* Prompt
From the data, return each line holding the word "white".

* Information
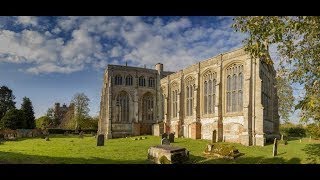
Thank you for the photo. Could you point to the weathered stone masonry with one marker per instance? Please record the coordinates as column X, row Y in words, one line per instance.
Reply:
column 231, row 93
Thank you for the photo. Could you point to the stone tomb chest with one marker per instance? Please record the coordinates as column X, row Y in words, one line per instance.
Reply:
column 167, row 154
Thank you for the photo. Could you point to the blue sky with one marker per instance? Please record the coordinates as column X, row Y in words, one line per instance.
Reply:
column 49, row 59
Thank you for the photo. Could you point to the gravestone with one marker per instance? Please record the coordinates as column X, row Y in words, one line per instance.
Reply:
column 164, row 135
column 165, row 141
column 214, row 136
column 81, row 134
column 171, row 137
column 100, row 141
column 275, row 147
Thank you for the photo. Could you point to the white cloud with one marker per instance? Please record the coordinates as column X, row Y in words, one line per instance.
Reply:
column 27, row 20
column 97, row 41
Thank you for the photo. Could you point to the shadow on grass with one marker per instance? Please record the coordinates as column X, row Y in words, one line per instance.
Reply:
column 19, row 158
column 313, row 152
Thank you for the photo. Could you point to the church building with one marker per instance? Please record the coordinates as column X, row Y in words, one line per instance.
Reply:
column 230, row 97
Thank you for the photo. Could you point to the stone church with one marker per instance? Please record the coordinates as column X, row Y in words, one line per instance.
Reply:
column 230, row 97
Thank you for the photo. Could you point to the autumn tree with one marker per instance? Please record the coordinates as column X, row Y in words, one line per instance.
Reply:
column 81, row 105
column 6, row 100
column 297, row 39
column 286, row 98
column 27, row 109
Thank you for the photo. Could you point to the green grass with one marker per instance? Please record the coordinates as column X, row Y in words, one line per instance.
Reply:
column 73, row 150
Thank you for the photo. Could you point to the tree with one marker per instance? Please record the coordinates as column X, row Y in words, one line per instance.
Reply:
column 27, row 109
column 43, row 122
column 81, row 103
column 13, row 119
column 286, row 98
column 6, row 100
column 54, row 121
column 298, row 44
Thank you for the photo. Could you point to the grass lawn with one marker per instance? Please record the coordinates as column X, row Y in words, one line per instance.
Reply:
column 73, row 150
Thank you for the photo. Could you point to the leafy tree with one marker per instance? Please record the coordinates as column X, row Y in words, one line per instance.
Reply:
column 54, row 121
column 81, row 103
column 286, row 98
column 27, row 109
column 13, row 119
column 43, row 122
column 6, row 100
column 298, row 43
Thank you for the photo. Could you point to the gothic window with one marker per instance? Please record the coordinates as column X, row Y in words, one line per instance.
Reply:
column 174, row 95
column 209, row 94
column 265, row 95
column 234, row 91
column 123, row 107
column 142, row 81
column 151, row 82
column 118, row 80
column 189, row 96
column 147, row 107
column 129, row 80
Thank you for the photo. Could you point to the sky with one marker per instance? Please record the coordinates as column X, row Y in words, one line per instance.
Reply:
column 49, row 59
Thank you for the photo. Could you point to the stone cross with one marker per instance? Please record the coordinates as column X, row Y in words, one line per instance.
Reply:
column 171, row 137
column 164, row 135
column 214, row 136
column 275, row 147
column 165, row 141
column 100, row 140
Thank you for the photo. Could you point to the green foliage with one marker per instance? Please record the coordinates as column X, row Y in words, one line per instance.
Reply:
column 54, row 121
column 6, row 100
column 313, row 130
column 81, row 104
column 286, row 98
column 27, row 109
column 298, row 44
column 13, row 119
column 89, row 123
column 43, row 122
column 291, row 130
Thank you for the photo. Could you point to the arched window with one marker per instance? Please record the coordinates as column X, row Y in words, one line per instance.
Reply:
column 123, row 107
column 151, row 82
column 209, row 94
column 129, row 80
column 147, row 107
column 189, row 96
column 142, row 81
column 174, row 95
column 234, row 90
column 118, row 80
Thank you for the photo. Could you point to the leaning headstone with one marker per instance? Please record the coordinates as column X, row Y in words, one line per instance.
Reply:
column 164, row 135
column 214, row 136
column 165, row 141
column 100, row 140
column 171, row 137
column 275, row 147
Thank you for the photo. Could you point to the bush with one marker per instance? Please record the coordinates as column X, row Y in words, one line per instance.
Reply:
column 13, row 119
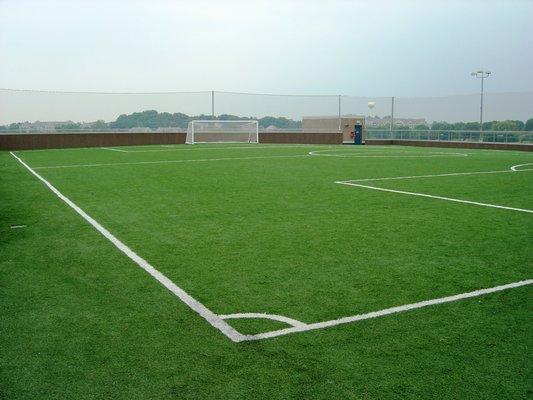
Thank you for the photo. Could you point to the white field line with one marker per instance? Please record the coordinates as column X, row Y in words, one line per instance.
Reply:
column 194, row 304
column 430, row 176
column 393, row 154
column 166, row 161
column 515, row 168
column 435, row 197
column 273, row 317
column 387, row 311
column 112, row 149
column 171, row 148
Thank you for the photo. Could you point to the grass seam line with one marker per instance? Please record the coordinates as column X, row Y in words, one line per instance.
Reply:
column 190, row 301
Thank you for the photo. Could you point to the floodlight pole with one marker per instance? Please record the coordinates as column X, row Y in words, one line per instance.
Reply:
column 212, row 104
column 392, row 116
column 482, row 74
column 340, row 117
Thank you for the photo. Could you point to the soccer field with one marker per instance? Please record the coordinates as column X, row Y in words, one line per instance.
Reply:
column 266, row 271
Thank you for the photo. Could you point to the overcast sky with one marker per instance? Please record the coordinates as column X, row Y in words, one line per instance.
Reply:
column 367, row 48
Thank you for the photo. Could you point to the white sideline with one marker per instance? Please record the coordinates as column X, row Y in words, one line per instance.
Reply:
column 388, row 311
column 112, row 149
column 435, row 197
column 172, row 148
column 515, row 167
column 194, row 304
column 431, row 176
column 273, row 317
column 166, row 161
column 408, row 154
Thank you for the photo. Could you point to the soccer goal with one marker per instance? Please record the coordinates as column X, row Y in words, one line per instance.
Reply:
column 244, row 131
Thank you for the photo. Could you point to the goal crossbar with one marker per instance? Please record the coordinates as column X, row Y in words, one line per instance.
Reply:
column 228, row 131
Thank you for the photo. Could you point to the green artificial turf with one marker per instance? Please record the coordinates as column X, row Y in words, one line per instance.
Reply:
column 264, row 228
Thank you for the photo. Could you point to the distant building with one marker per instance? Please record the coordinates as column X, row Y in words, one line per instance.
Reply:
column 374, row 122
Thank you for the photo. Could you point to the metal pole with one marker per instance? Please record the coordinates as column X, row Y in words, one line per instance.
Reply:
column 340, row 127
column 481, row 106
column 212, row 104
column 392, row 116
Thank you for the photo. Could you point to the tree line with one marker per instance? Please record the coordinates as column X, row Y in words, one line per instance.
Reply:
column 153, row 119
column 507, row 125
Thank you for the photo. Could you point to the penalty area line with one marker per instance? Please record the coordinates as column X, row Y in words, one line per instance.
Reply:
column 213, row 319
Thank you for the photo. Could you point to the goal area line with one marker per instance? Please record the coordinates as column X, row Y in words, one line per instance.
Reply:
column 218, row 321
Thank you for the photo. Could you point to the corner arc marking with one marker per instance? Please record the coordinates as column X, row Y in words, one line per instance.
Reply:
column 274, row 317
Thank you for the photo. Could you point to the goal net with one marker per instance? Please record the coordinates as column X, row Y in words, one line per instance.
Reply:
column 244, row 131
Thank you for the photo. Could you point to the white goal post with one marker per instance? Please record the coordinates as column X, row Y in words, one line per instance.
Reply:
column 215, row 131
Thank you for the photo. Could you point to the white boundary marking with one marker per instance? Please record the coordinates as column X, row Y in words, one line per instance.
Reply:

* Output below
Thank you for the photo. Could you point to the white cloud with one marker per instance? Please record the coordinates as column X, row Y in words, one line per instance.
Thank you for the photo. Could you point to the white field line with one marker per instance? Please record the coordinates as column X, row Y in words, one line per instance.
Thank you for the photo. Could you point to the white sideline with one marker per instance? Please record the coordinates as column X, row Y in words, one line per instance.
Thank you for the photo. Could you point to the white goal post with one marker per instance? Please record the coordinates as column X, row Y in words, one line per instance.
Thank you for the photo. Could you point to the white boundary marking with one marker per instance? Please record the coordinates as column X, row Y in words, one line per instance.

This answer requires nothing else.